→ **List of tasks**:
A – Copy the passage on mental torture, starting with "Far from being" and going on through "the study’s investigators.", and put "prisoner" wherever "victim" appears.
B – Extend the passage on the mental torture of detainees with new text that picks up right after its last sentence.

→ **Study text**:
┌──
Far from being the result of random acts of a few psychopaths, mental torture is employed to generate a very specific dynamic between torturer and victim. For example, forced nudity—the most widely documented form of sexual humiliation—is expressly intended to create a power differential between the detainees and interrogators. Stripping the victim of his/her identity induces immediate shame and establishes an environment of ever-present threat of sexual and physical assault. “Forced nudity was used not as a punishment, nor as an exception, but as an accepted method of interrogation,” explain the study’s investigators.

The effects of isolation are augmented when prisoners are not told about the reasons for their confinement or how long they will be held. This is particularly relevant to detainees currently held by the US, who are in legal limbo and kept totally in the dark regarding all aspects of their incarceration. Detainees held under these conditions face significant risk of the development of irreversible psychiatric symptoms. Effects include depression, hallucinations and perceptual distortions, paranoia and problems with impulse control.

Long-term isolation, according to one study referred to by PHR, can lead to increased withdrawal of prisoners into themselves to the point that their environment is “so painful, so bizarre and impossible to make sense of, that they create their own reality—they live in a world of fantasy instead.” Another researcher found that solitary confinement “results in deep emotional disturbances. Aggression is mobilized in two directions, suicidal and homicidal. A third reaction is a withdrawal into the self leading to a psychotic-like state or a psychosis.”
└──
[Stored data entries]
┌──
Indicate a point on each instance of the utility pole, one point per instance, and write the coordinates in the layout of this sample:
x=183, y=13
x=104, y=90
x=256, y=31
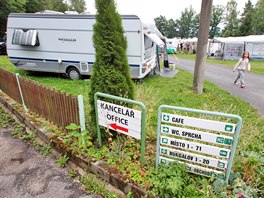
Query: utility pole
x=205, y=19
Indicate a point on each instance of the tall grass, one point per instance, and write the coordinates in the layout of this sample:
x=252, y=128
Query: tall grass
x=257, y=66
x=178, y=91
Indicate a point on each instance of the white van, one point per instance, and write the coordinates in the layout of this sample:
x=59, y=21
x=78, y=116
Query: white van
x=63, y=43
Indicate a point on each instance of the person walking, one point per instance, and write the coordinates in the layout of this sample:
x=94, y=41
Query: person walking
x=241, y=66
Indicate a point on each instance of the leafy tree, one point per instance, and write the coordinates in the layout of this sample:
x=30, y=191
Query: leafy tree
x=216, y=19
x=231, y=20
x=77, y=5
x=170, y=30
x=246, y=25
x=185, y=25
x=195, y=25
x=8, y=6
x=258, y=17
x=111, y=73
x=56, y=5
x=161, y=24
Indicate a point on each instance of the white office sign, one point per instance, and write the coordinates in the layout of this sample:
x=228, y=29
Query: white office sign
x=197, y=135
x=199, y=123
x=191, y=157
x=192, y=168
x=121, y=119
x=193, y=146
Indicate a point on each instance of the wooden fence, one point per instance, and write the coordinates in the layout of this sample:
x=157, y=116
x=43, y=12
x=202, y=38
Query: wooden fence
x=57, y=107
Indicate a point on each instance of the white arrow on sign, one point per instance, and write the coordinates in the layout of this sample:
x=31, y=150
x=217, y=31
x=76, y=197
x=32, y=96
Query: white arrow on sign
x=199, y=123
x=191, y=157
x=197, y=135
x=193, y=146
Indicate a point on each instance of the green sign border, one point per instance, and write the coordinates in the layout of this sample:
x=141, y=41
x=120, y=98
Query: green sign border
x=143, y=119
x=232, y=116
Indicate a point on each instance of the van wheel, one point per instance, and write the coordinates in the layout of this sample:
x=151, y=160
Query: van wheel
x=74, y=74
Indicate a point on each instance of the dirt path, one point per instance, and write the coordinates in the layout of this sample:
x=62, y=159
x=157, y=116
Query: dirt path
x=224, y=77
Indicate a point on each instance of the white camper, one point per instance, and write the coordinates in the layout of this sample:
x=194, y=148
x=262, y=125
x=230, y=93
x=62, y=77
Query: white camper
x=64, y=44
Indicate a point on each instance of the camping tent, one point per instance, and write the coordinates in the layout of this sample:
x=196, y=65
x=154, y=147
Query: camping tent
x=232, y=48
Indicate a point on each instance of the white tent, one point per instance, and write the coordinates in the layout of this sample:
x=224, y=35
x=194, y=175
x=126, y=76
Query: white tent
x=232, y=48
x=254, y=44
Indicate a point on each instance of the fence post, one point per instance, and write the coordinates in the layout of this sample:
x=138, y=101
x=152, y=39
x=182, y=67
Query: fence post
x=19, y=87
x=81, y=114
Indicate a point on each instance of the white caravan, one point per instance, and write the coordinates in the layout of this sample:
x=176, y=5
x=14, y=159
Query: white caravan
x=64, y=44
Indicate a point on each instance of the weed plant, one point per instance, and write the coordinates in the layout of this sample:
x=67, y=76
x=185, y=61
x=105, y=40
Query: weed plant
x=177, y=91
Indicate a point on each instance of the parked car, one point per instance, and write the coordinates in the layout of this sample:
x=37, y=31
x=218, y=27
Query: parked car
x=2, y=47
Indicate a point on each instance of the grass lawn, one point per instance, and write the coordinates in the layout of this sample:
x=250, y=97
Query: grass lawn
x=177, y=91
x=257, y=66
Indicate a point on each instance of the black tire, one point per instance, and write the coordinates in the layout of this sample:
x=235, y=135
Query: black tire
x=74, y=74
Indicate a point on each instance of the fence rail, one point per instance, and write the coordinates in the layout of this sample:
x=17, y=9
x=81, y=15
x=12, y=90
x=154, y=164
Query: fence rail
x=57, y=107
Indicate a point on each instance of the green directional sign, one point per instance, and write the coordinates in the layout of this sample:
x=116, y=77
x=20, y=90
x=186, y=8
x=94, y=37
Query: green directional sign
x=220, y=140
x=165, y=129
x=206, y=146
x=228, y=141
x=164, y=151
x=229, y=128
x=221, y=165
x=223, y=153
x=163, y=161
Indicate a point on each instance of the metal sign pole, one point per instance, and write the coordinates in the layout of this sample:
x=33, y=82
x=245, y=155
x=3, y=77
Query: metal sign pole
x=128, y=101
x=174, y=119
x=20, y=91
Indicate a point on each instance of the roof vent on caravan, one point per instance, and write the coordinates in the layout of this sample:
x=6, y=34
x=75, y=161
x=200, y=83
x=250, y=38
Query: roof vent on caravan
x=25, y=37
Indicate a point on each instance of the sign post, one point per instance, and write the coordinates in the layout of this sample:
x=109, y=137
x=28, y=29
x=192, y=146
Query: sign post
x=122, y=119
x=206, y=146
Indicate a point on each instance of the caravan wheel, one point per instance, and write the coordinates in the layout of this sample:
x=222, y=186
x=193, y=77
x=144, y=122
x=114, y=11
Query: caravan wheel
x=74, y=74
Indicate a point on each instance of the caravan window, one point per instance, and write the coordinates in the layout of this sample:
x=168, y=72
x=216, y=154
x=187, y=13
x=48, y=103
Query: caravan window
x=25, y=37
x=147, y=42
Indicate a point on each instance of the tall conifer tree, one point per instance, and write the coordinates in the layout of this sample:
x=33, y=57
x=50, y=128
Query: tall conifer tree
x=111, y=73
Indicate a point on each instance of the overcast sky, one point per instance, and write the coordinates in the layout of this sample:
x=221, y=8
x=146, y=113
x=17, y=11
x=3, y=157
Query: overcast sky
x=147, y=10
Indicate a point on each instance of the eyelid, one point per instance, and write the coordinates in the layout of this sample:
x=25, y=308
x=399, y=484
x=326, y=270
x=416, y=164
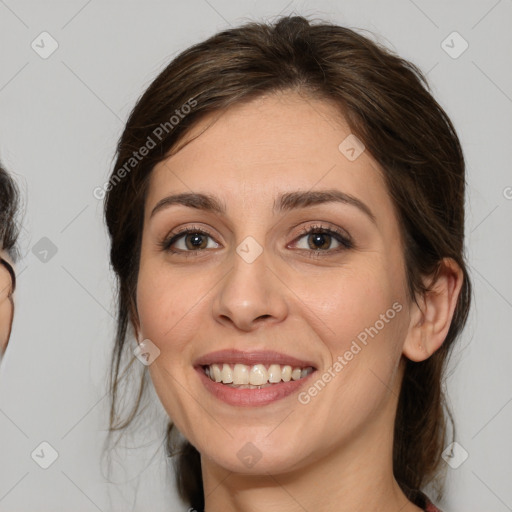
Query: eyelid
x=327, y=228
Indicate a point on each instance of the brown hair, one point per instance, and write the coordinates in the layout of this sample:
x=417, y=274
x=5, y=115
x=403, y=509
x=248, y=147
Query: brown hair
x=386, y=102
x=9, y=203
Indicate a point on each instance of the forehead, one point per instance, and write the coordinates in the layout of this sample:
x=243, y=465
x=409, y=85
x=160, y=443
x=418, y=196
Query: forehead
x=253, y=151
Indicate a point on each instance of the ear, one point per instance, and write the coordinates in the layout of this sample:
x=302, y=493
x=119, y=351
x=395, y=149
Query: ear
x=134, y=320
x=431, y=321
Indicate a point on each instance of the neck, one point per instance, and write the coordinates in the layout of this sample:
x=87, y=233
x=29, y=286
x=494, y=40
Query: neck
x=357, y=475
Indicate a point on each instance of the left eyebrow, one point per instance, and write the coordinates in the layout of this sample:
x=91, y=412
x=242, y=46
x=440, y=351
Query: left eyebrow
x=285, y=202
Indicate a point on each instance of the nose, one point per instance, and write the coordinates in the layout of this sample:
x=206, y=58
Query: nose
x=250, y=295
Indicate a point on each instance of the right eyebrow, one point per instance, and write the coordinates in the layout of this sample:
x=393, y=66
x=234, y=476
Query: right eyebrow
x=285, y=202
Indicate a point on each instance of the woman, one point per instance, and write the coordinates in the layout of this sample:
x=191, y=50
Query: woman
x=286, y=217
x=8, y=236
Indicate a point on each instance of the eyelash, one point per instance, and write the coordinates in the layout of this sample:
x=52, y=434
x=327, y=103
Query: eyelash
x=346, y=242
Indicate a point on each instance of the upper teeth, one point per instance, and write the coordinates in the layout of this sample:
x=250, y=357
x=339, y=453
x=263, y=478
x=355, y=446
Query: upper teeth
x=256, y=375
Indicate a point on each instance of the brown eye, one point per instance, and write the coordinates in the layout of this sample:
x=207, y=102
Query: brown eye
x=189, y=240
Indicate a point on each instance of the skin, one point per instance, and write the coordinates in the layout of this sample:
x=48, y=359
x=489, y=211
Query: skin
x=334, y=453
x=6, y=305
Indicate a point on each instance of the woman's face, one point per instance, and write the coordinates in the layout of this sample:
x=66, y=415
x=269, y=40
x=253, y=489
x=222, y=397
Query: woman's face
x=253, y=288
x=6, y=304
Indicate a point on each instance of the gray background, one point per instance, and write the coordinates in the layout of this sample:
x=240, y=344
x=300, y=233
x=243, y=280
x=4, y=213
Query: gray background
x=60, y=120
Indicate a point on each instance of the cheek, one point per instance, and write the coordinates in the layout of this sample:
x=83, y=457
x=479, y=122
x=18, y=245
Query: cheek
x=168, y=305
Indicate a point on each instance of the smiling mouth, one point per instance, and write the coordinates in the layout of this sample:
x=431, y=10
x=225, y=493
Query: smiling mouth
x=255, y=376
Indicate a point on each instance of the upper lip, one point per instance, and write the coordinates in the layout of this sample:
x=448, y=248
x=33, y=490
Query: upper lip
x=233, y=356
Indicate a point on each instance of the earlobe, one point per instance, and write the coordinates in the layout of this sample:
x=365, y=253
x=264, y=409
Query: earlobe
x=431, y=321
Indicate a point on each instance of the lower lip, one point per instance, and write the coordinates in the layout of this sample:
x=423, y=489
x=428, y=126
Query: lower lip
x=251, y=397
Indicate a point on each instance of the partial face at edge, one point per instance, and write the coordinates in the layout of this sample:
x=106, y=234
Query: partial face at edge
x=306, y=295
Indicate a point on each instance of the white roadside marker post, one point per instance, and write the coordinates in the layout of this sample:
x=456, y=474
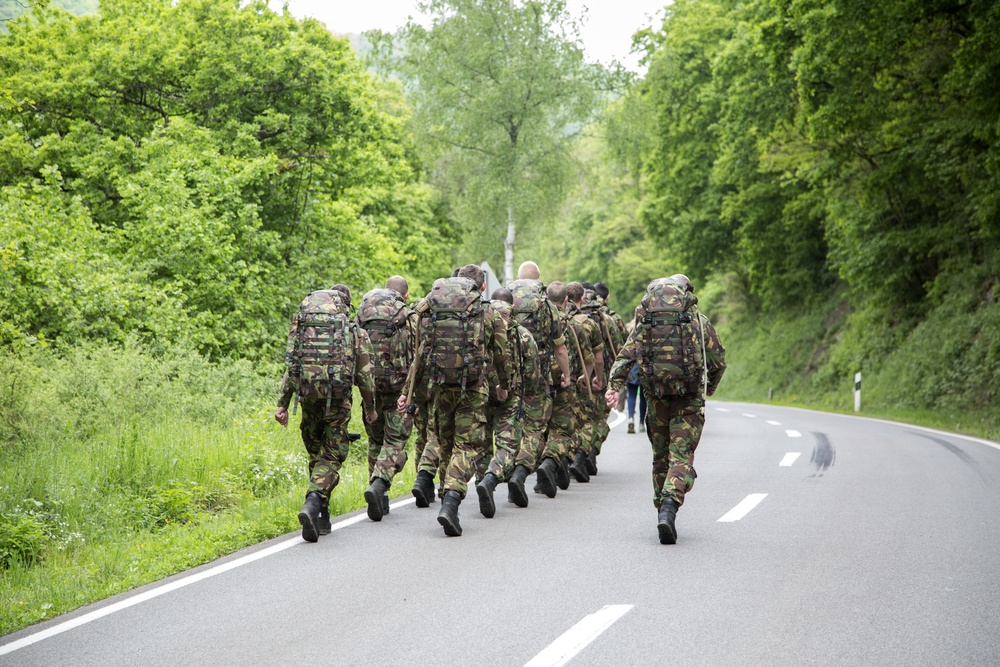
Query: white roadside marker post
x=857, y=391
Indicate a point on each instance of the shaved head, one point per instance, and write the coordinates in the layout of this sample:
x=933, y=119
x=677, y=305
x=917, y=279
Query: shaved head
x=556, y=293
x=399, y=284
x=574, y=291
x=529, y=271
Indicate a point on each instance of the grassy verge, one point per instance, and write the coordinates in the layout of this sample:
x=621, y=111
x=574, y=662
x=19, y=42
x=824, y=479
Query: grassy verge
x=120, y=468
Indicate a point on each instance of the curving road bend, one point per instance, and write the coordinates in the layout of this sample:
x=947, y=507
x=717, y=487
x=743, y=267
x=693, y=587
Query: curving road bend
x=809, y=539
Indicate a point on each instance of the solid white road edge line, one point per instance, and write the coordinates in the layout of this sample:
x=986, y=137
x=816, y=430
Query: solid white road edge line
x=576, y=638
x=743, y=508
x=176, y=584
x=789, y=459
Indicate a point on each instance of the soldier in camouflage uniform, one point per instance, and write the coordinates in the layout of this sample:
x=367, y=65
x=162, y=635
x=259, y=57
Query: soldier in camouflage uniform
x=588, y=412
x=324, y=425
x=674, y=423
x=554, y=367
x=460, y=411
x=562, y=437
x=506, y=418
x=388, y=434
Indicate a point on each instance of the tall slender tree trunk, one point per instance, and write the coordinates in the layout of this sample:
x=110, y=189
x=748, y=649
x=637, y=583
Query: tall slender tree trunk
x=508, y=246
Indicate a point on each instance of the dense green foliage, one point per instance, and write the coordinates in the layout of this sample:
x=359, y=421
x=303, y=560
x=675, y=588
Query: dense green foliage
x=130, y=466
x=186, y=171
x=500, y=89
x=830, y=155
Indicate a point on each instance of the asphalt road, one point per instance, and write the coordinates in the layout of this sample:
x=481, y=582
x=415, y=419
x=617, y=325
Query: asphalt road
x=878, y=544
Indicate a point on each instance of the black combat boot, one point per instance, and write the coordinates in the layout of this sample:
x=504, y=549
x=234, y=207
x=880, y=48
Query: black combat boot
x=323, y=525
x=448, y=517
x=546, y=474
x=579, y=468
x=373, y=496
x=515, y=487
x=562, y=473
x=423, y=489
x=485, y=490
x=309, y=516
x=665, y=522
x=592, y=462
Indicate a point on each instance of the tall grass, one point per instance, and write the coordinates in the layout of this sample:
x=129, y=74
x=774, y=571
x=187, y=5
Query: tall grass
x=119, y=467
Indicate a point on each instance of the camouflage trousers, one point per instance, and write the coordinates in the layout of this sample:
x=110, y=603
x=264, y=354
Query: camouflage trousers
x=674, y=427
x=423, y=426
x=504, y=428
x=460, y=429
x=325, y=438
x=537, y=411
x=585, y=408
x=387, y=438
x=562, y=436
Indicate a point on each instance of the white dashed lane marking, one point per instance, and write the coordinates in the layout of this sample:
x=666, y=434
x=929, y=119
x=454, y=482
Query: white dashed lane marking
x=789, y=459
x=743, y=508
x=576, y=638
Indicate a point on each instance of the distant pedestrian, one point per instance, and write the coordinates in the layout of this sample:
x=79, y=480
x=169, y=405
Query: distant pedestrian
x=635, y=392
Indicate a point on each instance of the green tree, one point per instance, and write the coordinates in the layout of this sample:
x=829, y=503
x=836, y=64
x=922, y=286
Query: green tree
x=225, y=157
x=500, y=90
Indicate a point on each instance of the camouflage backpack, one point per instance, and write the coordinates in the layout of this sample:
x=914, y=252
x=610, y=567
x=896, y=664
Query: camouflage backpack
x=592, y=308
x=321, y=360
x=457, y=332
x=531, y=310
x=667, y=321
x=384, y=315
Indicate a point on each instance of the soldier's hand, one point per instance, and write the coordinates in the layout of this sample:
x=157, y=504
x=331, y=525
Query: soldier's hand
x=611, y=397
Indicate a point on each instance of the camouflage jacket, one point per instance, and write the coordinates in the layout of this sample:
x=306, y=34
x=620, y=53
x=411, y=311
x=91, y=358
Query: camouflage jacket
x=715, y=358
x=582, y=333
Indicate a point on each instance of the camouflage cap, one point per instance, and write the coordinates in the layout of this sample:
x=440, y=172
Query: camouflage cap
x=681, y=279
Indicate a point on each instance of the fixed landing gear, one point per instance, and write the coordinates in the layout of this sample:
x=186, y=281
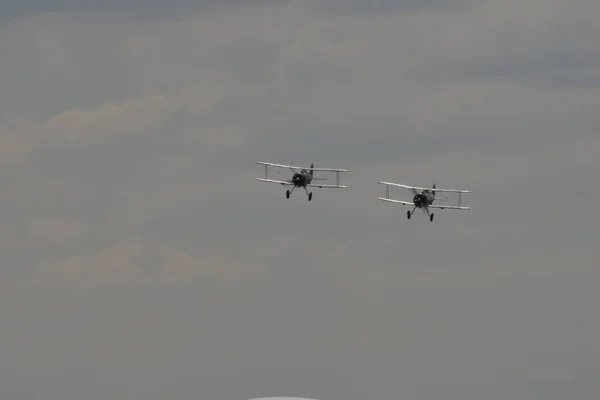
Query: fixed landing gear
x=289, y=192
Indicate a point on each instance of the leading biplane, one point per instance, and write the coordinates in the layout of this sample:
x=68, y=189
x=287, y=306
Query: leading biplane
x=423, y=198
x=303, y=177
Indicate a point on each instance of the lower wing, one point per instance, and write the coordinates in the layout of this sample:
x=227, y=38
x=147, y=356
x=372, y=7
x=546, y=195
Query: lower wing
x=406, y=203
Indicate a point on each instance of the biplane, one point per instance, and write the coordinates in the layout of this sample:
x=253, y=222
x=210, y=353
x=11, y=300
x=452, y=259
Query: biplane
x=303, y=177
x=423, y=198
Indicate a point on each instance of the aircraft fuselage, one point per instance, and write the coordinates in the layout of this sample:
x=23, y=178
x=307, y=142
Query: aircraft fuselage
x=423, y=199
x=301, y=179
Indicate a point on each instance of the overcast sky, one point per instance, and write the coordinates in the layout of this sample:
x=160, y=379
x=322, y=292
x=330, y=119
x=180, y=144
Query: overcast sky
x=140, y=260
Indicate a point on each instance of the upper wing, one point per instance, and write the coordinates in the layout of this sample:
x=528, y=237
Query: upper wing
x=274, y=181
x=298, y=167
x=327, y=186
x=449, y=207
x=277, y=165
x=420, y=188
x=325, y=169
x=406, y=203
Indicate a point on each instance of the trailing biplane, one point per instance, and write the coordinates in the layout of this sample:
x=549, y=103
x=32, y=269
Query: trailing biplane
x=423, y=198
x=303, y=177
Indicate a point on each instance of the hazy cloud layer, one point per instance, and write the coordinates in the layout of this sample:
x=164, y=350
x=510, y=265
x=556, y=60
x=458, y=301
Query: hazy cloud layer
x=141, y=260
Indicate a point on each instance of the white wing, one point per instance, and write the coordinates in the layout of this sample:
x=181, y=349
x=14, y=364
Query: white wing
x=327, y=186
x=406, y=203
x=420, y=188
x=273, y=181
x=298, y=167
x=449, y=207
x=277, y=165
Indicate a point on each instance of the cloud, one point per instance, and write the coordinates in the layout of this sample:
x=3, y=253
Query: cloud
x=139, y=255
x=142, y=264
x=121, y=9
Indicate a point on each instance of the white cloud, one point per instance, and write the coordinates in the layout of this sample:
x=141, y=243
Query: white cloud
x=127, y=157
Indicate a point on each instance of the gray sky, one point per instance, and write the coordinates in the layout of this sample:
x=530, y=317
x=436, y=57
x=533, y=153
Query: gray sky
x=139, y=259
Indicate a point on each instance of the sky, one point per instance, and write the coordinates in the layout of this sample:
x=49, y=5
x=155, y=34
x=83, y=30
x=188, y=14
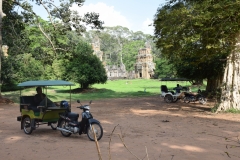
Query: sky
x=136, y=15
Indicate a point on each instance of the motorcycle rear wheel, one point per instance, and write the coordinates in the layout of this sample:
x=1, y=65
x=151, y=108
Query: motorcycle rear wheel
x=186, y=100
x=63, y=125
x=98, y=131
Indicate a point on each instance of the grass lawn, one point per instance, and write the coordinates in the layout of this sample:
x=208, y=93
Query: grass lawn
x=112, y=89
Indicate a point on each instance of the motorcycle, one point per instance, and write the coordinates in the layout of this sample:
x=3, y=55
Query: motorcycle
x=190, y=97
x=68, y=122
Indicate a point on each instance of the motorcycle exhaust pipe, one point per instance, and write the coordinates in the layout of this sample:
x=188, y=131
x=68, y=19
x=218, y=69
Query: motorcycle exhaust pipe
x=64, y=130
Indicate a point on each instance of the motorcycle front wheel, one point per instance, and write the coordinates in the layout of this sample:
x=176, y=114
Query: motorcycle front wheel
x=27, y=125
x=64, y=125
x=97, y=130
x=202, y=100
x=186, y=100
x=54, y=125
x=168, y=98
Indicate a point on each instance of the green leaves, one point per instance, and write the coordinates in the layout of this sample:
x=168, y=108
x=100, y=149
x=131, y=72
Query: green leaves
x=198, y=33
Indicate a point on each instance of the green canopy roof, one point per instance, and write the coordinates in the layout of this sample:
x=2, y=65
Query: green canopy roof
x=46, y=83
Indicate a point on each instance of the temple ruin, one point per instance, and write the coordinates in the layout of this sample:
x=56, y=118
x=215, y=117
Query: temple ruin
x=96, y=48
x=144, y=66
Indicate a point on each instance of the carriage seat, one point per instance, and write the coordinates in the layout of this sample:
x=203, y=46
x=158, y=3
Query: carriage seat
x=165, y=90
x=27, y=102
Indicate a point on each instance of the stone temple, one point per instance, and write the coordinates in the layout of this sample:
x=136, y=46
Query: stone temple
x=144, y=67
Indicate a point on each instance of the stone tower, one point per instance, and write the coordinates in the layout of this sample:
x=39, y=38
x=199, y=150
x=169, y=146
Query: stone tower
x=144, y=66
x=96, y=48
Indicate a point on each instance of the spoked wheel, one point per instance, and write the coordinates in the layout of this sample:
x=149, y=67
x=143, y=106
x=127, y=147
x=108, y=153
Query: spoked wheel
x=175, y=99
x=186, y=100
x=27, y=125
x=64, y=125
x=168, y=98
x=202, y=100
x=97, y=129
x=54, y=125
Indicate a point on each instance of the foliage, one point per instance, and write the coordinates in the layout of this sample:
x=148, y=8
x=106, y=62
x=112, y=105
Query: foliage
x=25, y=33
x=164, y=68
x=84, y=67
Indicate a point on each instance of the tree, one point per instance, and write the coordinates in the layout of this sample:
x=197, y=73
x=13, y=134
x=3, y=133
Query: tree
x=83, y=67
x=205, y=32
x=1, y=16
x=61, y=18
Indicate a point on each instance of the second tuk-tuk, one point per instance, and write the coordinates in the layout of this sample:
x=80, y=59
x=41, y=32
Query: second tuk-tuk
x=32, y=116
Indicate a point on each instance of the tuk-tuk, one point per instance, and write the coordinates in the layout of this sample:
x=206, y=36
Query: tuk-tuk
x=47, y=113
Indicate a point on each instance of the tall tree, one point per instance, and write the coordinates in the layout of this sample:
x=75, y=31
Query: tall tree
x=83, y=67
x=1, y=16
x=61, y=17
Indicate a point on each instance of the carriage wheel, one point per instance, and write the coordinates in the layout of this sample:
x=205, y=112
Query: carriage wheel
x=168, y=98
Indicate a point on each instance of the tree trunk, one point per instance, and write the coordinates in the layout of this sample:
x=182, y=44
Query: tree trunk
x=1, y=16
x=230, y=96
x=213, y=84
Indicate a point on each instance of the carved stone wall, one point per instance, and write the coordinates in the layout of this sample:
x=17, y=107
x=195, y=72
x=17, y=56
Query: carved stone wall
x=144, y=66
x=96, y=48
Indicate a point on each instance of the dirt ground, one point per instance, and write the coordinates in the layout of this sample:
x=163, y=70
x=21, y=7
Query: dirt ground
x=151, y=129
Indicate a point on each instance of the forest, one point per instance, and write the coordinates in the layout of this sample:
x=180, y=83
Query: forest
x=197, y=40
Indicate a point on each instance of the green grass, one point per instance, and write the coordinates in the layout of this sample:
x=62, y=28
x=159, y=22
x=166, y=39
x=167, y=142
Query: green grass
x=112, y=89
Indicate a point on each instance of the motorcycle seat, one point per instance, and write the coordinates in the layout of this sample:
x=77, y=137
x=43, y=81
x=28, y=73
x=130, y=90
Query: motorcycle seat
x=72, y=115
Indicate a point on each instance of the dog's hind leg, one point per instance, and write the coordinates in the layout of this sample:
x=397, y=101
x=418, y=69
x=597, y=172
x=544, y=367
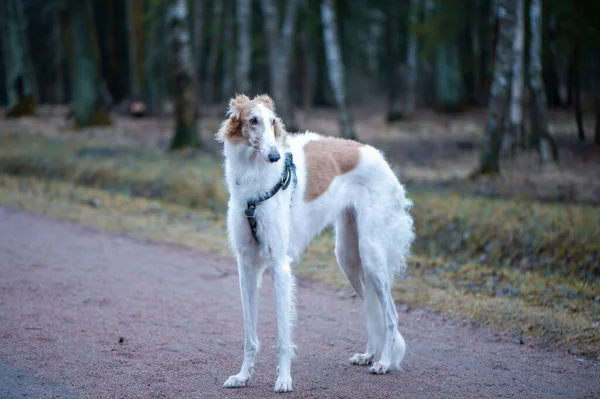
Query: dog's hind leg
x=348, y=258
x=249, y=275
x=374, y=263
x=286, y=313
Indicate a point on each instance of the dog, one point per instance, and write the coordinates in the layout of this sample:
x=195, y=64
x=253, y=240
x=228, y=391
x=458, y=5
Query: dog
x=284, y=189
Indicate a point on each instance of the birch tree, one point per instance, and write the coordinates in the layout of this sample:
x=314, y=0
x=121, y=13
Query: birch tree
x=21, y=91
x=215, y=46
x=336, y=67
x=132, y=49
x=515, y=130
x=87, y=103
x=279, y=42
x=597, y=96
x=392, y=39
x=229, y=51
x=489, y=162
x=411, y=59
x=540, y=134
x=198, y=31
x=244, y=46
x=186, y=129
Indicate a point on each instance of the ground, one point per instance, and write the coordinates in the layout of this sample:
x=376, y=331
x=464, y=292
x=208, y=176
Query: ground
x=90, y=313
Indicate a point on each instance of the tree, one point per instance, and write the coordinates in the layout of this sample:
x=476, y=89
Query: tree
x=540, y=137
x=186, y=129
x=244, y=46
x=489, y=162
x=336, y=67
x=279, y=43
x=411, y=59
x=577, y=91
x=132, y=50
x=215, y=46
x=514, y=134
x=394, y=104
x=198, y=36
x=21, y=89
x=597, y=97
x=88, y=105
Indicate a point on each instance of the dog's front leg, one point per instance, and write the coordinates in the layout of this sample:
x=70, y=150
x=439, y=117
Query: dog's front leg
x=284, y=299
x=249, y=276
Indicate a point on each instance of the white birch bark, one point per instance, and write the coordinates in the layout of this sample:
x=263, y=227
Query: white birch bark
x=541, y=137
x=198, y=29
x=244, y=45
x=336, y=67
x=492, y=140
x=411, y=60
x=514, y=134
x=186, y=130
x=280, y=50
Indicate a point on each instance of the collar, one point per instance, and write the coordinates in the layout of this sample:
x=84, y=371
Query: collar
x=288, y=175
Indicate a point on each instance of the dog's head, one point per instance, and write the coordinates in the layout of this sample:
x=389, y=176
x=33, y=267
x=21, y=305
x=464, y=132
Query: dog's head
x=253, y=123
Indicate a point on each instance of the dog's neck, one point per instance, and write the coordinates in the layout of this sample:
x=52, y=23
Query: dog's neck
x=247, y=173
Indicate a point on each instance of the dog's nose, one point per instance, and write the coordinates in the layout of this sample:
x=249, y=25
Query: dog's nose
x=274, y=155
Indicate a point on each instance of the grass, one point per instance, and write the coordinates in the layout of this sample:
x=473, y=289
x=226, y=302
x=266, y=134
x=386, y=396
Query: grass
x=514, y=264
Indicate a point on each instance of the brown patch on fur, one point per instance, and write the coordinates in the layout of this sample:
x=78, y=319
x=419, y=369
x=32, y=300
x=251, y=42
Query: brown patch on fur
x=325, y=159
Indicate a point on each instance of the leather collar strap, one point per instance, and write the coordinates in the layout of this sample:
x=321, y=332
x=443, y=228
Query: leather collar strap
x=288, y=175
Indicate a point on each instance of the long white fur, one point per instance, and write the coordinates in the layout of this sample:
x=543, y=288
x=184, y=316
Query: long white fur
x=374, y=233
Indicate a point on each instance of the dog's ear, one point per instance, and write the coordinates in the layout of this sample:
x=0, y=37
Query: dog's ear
└──
→ **Per-task answers**:
A –
Far from being the result of random acts of a few psychopaths, mental torture is employed to generate a very specific dynamic between torturer and prisoner. For example, forced nudity—the most widely documented form of sexual humiliation—is expressly intended to create a power differential between the detainees and interrogators. Stripping the prisoner of his/her identity induces immediate shame and establishes an environment of ever-present threat of sexual and physical assault. “Forced nudity was used not as a punishment, nor as an exception, but as an accepted method of interrogation,” explain the study’s investigators.

B –
The most pervasive use of threats of death or injury occurred in Iraq, with the earliest use of mock executions beginning in April 2003.

Post-traumatic stress disorder (PTSD) is extremely common among survivors of torture, with some researchers even arguing that PTSD inadequately describes the exact nature of the symptoms resulting from torture. In a telling sign of the prevalence of torture in American foreign policy, some researchers are making the case for the creation of a specific “torture syndrome,” while others promote the argument that torture victims suffer from a heightened form of PTSD, dubbed “complex PTSD.”

A significant portion of the PHR report deals with the history of how the US government set about to create the pseudo-legal justification for torture beginning in early 2002 with the reclassification of prisoners of war. “The repudiation of the Geneva Conventions’ applicability to Al Qaeda and Taliban detainees left a void, that as soon as the ‘war on terror’ began, so too did the use of psychological abusive interrogation methods,” summarizes the report. The chronological outline of the “descent into routine use of psychological torture” presented by PHR clearly refutes any claim that torture is not an integral part of US militarism.

Break Them Down: The Systematic Use of Psychological Torture by US Forces confirms what has been exposed recently on a nearly daily basis—that, largely endorsed by the Democratic Party and the media, the Bush administration employs a methodical regime of psychological and physical torture and terror in its prosecution of illegal, colonialist wars. The experiences of untold numbers of victims, devastated mentally and physically by coercion at the hands of American forces, are the most telling and horrifying comment on Bush’s “commitment to spread democracy.”